* [The exercise]: Restate each of the lines below word for word and drop every picture.

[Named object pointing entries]
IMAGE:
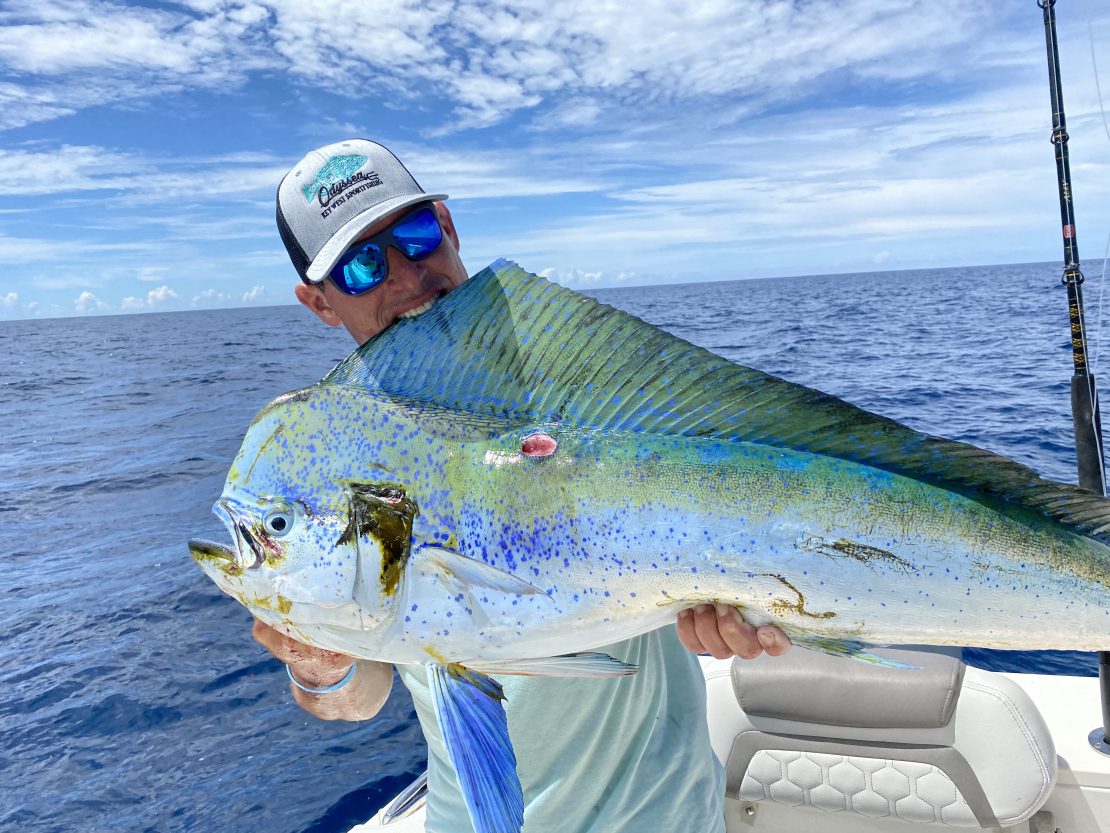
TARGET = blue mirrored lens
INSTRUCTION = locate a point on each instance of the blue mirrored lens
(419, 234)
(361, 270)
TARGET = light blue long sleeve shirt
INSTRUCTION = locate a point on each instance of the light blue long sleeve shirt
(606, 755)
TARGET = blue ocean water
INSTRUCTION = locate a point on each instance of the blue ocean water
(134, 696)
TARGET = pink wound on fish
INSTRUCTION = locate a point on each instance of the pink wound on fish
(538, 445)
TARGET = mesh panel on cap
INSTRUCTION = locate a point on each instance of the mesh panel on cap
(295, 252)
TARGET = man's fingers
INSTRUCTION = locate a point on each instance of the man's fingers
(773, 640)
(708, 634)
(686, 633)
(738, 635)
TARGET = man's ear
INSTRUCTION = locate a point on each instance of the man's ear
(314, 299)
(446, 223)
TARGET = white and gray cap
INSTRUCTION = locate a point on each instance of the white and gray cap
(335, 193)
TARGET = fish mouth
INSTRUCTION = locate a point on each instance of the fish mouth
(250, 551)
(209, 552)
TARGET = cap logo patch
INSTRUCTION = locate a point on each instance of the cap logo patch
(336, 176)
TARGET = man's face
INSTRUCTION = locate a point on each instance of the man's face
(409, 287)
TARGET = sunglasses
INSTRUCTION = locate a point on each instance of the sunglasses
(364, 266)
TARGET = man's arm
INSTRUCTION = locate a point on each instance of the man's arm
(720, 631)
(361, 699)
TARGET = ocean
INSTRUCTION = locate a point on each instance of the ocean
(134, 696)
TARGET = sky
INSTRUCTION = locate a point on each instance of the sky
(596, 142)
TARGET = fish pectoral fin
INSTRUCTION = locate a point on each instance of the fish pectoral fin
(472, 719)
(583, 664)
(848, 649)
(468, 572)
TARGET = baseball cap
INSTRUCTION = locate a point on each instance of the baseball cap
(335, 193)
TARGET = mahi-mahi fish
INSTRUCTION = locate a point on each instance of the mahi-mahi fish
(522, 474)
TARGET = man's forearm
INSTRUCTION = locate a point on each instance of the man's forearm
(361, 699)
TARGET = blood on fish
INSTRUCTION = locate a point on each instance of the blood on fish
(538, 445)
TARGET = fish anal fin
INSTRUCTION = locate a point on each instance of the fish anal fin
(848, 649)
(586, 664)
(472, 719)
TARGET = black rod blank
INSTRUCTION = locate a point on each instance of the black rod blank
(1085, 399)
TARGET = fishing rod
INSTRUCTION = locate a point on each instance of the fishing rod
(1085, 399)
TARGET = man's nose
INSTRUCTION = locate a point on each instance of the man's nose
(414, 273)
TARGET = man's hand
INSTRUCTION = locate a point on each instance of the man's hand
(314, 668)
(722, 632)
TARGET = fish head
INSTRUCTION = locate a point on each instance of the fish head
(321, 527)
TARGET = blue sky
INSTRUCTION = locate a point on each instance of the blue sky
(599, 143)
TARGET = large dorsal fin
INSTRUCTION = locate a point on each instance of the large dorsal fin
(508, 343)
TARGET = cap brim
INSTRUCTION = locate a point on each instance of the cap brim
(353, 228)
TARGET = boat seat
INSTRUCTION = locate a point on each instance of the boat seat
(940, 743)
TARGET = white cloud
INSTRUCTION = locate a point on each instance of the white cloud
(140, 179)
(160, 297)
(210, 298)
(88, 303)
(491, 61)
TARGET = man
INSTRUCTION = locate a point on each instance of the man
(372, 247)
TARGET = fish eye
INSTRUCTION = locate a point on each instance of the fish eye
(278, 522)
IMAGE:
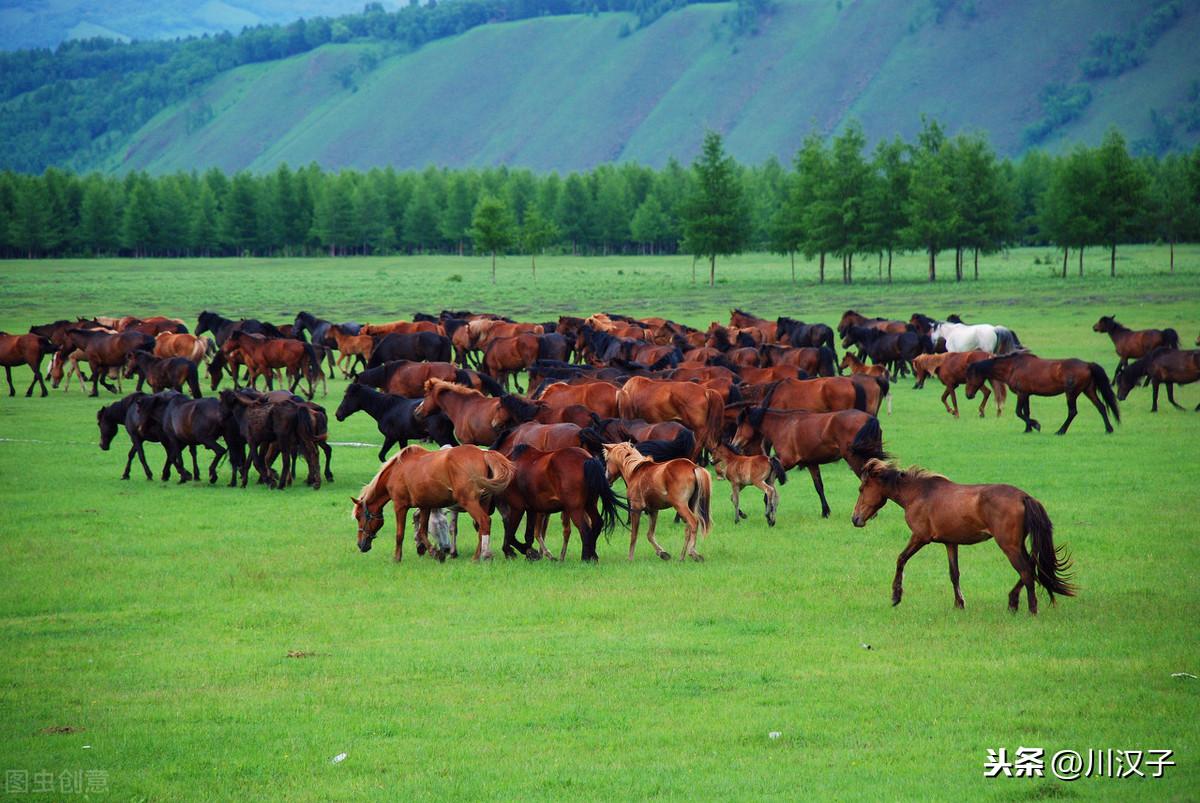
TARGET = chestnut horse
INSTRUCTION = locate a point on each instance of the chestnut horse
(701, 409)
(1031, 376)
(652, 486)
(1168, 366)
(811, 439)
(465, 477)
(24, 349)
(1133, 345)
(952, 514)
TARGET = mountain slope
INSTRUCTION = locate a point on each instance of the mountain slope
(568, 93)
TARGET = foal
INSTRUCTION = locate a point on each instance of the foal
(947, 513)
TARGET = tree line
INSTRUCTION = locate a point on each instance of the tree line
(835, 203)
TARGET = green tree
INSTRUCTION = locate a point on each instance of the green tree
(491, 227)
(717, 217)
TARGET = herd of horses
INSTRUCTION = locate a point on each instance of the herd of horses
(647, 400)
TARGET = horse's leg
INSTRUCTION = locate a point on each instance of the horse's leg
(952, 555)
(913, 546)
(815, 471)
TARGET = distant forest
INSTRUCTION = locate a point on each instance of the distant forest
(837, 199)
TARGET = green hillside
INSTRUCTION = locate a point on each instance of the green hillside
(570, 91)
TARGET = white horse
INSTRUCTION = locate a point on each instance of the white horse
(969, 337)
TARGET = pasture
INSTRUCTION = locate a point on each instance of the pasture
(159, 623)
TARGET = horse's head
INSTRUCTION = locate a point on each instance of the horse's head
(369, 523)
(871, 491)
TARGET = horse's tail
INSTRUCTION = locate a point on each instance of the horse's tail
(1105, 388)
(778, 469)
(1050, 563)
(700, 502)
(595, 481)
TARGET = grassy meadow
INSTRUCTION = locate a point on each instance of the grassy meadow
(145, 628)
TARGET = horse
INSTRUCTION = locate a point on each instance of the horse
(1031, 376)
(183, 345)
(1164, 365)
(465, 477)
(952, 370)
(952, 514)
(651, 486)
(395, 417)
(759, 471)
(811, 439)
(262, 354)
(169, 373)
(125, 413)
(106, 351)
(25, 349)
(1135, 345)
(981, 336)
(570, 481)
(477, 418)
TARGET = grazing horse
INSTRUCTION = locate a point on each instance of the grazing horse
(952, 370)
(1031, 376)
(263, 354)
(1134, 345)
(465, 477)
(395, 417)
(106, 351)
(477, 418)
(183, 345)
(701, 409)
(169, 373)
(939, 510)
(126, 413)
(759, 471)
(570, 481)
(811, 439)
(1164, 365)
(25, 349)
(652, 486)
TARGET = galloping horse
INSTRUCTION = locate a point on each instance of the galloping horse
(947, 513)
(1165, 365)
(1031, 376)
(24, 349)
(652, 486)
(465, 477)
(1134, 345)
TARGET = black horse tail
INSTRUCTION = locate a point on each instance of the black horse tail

* [Response below]:
IMAGE:
TARGET = blue mirrored lens
INSTRUCTION = locate a point on each instance of the blue mirrored lens
(419, 234)
(361, 270)
TARGET = light blue long sleeve shirt
INSTRUCTION = locate a point on each instance of the light blue long sleeve shirt
(606, 755)
TARGET = blue ocean water
INSTRUCTION = locate a point on each instance of the blue ocean water
(134, 696)
TARGET = pink wound on fish
INSTRUCTION = locate a point on each instance of the pink wound on fish
(538, 445)
TARGET = mesh panel on cap
INSTRUCTION = locate a point on each instance of the mesh panel on cap
(295, 252)
TARGET = man's fingers
INSTRUCTION = locate a point on each instance of the man's fingers
(773, 640)
(708, 634)
(686, 633)
(738, 635)
TARGET = man's ear
INSTRUCTION = locate a point on each instance of the man's ear
(314, 299)
(446, 223)
TARGET = white and gray cap
INSTRUCTION = locate a point on each instance of the white and gray cap
(335, 193)
TARGET = fish mouth
INSTRUCTION = locate a point on each instance of the fish mouth
(250, 551)
(209, 552)
TARGET = cap logo patch
INSTRUCTION = locate a point on each instance of the cap logo patch
(336, 176)
TARGET = man's face
INSTRUCTION = locate a point on each instance of the man's face
(409, 287)
TARGET = sunglasses
INSTRUCTION = locate a point on each instance of the sunglasses
(364, 266)
TARGET = man's arm
INSTRUCTION = locate a point on each instance of the man's arm
(720, 631)
(361, 699)
TARGET = ocean
INSTRUCTION = locate a point on each instance of the ocean
(134, 696)
TARGET = sky
INSTRUCTION = locate a point on each instance of the sky
(596, 142)
TARGET = fish pectoral fin
INSTRUCTION = locate a point on each instance of the fish pectoral fin
(472, 719)
(583, 664)
(848, 649)
(468, 572)
TARGET = baseball cap
INSTRUCTION = locate a point on each instance of the baseball cap
(335, 193)
TARGET = mahi-mahi fish
INSTRUCTION = locate a point on each instance of the mahi-mahi fish
(522, 474)
TARGET = man's forearm
INSTRUCTION = locate a point on each instance of the man's forearm
(361, 699)
TARGET = blood on fish
INSTRUCTION = locate a point on each instance of the blood on fish
(538, 445)
TARGET = fish anal fin
INSTRUCTION = locate a point on each instance of the fish anal fin
(848, 649)
(586, 664)
(472, 719)
TARGET = black rod blank
INSTRUCTION = locate a point on each instance of the black rod blank
(1085, 399)
TARGET = fishing rod
INSTRUCTION = locate a point on each instance of the fishing rod
(1085, 399)
TARGET = man's nose
INSTRUCTION = locate a point on each instance of the man's nose
(414, 273)
TARGET = man's hand
INSTRUCTION = locate a point on each instance of the man's hand
(314, 668)
(722, 632)
TARGET = fish head
INSTRUCTION = locate a point on each instance of the fish head
(321, 527)
TARGET = blue sky
INSTRUCTION = locate a point on each instance of the blue sky
(599, 143)
TARGET = large dorsal fin
INSTRUCTION = locate a point on each instance of the large dorsal fin
(508, 343)
TARGET = cap brim
INSTRUCTION = locate a point on each instance of the cap brim
(353, 228)
TARGET = boat seat
INSTRUCTION = locate a point on each instance of the boat seat
(940, 743)
TARGET = white cloud
INSTRUCTION = locate a point on each instance of the white cloud
(140, 179)
(160, 297)
(210, 298)
(88, 303)
(491, 61)
TARGET = man
INSTRUCTION = locate a point on each instance of the man
(372, 247)
TARGET = fish eye
INSTRUCTION = locate a point on each instance of the fish eye
(278, 522)
IMAGE:
TARGET = chestnut horse
INSTRUCTION = locate a point on each instance of the chestnut horse
(701, 409)
(1031, 376)
(652, 486)
(1168, 366)
(811, 439)
(465, 477)
(24, 349)
(1133, 345)
(952, 514)
TARGET = mountain slope
INSTRUCTION = locate a point on each instance of the mountain slope
(568, 93)
TARGET = foal
INSTRUCTION = locate a point on each instance of the foal
(947, 513)
TARGET = tree line
INSTRUCTION = locate a point on each instance of the tree line
(835, 203)
TARGET = green tree
INSTRUCTION = locate a point on each instance of the green tree
(491, 227)
(717, 217)
TARGET = herd of horses
INSTRUCTION = locate a point on each instance of the herd of horses
(647, 400)
TARGET = horse's leg
INSTRUCTION = locate a point on each instance of the horse's leg
(952, 555)
(913, 546)
(815, 471)
TARGET = distant forest
INSTRUCTION = locate a point on each instance of the distant forest
(837, 199)
TARGET = green hillside
INSTRUCTION = locate a point on each instance of the green hillside
(570, 91)
TARGET = white horse
INSTRUCTION = locate a point on each instance of the white horse
(969, 337)
TARGET = pasture
INSTRUCTION = locate a point on each instance of the pasture
(159, 623)
TARGET = horse's head
INSTRUCTION = locate a point on each instance of the horse's head
(369, 523)
(871, 491)
TARGET = horse's tail
INSTRUCTION = locate a point on each instance of the horse's tail
(1105, 388)
(778, 469)
(1050, 563)
(700, 502)
(595, 481)
TARGET = grassy meadow
INSTRUCTION = locate a point on each instance of the grassy meadow
(145, 628)
TARGET = horse
INSTRUCTION = locate a point on each instance of the horse
(1031, 376)
(183, 345)
(1164, 365)
(465, 477)
(952, 370)
(952, 514)
(651, 486)
(395, 417)
(759, 471)
(811, 439)
(262, 354)
(169, 373)
(125, 413)
(106, 351)
(25, 349)
(1135, 345)
(981, 336)
(570, 481)
(477, 418)
TARGET = grazing horse
INSTRUCTION = locate a point on each instance of the grazing horse
(952, 370)
(1031, 376)
(263, 354)
(1134, 345)
(465, 477)
(395, 417)
(106, 351)
(477, 418)
(183, 345)
(701, 409)
(169, 373)
(939, 510)
(126, 413)
(759, 471)
(570, 481)
(811, 439)
(1164, 365)
(25, 349)
(652, 486)
TARGET = galloping horse
INSTRUCTION = locate a point on each instance of the galloping horse
(947, 513)
(1165, 365)
(1031, 376)
(24, 349)
(652, 486)
(465, 477)
(1134, 345)
TARGET = black horse tail
INSTRUCTION = locate a point on each instance of the black horse tail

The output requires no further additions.